____ Fragmento del texto

No queda mucho por decir. Un funcionario viudo a punto de jubilarse, aburrido de su trabajo en la oficina de contabilidad. Sus tres hijos adultos apoderándose de la casa y, poco a poco, de su voluntad, vertiendo su ánimo en un pozo de cenizas. Las horas interminables del trabajo. El malhumor para situarse — en la mejor de las hipótesis — por encima de su condición mediocre. Esa merecida misantropía del narrador-protagonista de La Tregua (en Brasil: A Trégua, Editora Martins Fontes, 185 págs.) lo lleva a encerrarse, a disolverse. Y entonces, dejar que sus hijos lleven la vida que merecen. Dejar que las cosas por sí mismas se desvanezcan, y la jornada acabe tranquilamente, sin ningún vestigio de culpa. Sin culpa, sin arrepentimiento, es más fácil morir. Pero una pasión repentina — la tregua — por una compañera de trabajo, su subordinada, “esta muchacha, que ni siquiera es definitivamente linda”, acaba invitando al protagonista a adentrarse en la zona oscura entre el realismo y la realidad.
El autor, Mario Benedetti, que ya ha trabajado en una sofocante repartición estatal, hace milagros, pero no cree en Dios porque, por otro lado, no cree que Dios crea en él. La Tregua es su mayor milagro, el milagro de un ateo. La novela es un diario personal del protagonista, Martín Santomé, durante un agobiante año ficticio, y narra un breve estado espiritual entre estados espirituales de una vida entera e indefinida. ¿Será posible que el retrato de un año sea representativo de ese martirio? Probablemente no, pero la existencia humana es troceada de forma parecida.
Quizá la cima de ese mareante ejercicio de hojear el calendario no sea la melancolía. Aunque, tal vez, la proximidad al fin de su vida útil le haga sentirse al borde de la desdicha. Con la jubilación, que Benedetti transforma sutilmente en sinónimo de involución, el protagonista descubre una infancia tardía, un estado primario de incomprensión. Se encuentra perdido y, además, enamorado. Como hizo Nabokov con el hambriento Humbert Humbert y su hambre de Lolita, pero sin lo cursi.
Seguimos ese proceso con un ritmo envolvente, entrelazado por observaciones y reflexiones — tan ricas e irónicas, que por si solas ya valdrían un libro entero, a modo de un libro de poemas. Por cierto, son los poemas y relatos cortos los que hacen de Benedetti uno de los escritores vivos más populares en el mundo hispanohablante. La Tregua, de 1960, es una especie de compendio de su obra de más de 40 libros traducidos a 18 idiomas. “He sido un optimista hasta hace poco”, anunció el escritor uruguayo recientemente en un homenaje que recibió en Madrid. Odiado por las dictaduras, Benedetti es un viajero inquieto que siempre se ha adaptado a las ciudades en que ha vivido. “Al llegar adonde sea, deshago la maleta, aunque vaya a pasar una sola noche. Hay personas que no se adaptan, entre ellas ciertos exiliados que conocí. Se mantienen alerta, con las maletas intactas, esperando una carta que diga: vuelve”.
El ser humano tiene que adaptarse, sea por estatuto de la biología, por norma social, o por el orden natural de las cosas. No existe la cumbre, el punto de autoconocimiento máximo, el nirvana o lo que sea, porque en la cumbre entonces no habría marcha atrás, sólo el desespero de la nada y su garganta. Benedetti demuestra esa sensación de alcanzar el falso apogeo y dar la marcha atrás en La Tregua. A los cincuenta, cerca del ocio, el protagonista descubre que su experiencia no sirve para mucho, y que él se va transformando en “una decorosa pieza de museo, cuyo único valor es ser un recuerdo de lo que se fue”. Algo único se pierde con los años. El juego consiste en descubrir el qué.

________
____ Material de consulta

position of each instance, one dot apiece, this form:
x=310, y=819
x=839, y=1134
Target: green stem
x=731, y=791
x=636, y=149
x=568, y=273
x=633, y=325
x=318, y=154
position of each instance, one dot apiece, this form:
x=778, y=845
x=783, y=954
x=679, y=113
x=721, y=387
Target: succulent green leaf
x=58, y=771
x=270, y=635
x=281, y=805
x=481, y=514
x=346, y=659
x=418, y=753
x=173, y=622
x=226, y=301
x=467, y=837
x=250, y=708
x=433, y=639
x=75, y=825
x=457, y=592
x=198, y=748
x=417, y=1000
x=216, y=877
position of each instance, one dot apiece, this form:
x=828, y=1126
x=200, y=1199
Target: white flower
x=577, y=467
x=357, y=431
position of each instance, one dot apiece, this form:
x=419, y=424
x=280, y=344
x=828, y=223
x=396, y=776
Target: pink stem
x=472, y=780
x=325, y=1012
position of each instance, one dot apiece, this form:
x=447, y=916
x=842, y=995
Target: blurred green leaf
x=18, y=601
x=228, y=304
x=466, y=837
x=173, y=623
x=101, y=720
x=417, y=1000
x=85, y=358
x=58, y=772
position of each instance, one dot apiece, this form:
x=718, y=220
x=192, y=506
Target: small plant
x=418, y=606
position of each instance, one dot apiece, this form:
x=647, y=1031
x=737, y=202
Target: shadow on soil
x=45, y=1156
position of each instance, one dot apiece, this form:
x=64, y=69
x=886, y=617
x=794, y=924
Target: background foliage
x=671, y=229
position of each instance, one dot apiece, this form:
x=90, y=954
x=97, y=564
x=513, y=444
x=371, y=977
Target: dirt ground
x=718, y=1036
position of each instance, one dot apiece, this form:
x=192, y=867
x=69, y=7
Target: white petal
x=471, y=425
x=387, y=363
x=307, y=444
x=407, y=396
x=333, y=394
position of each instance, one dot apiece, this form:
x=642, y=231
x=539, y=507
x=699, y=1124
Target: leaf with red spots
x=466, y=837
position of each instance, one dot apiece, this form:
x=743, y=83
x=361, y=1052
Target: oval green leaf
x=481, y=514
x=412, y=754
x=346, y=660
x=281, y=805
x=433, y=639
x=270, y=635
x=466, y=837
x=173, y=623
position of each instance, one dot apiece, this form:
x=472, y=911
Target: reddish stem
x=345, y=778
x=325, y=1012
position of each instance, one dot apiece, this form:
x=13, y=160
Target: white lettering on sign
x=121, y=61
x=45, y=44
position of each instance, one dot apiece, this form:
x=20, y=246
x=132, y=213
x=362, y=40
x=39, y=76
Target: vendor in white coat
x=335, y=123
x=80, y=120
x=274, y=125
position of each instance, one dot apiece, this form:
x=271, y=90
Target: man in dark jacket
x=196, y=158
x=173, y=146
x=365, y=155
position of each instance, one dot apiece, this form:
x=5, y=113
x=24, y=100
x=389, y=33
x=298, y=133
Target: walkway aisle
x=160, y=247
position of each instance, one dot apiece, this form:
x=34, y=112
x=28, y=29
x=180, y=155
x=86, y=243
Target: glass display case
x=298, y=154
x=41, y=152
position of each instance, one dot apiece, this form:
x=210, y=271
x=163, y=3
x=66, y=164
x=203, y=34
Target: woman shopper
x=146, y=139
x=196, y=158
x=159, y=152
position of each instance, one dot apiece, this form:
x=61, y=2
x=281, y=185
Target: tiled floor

________

# Trabajo requerido:
• 1. Responde estas preguntas sobre la reseña:
(a) ¿Cómo se llama el protagonista de la novela?
(b) ¿En qué año se publicó La Tregua?
(c) ¿En qué ciudad recibió Benedetti un homenaje?
• 2. Copia de nuevo la parte de la reseña entre "El ser humano" y "descubrir el qué.", ambos incluidos, y cambia "el protagonista" por "Martín Santomé".

# Tareas resueltas:
• 1.
(a) Martín Santomé.
(b) En 1960.
(c) En Madrid.

• 2.
El ser humano tiene que adaptarse, sea por estatuto de la biología, por norma social, o por el orden natural de las cosas. No existe la cumbre, el punto de autoconocimiento máximo, el nirvana o lo que sea, porque en la cumbre entonces no habría marcha atrás, sólo el desespero de la nada y su garganta. Benedetti demuestra esa sensación de alcanzar el falso apogeo y dar la marcha atrás en La Tregua. A los cincuenta, cerca del ocio, Martín Santomé descubre que su experiencia no sirve para mucho, y que él se va transformando en “una decorosa pieza de museo, cuyo único valor es ser un recuerdo de lo que se fue”. Algo único se pierde con los años. El juego consiste en descubrir el qué.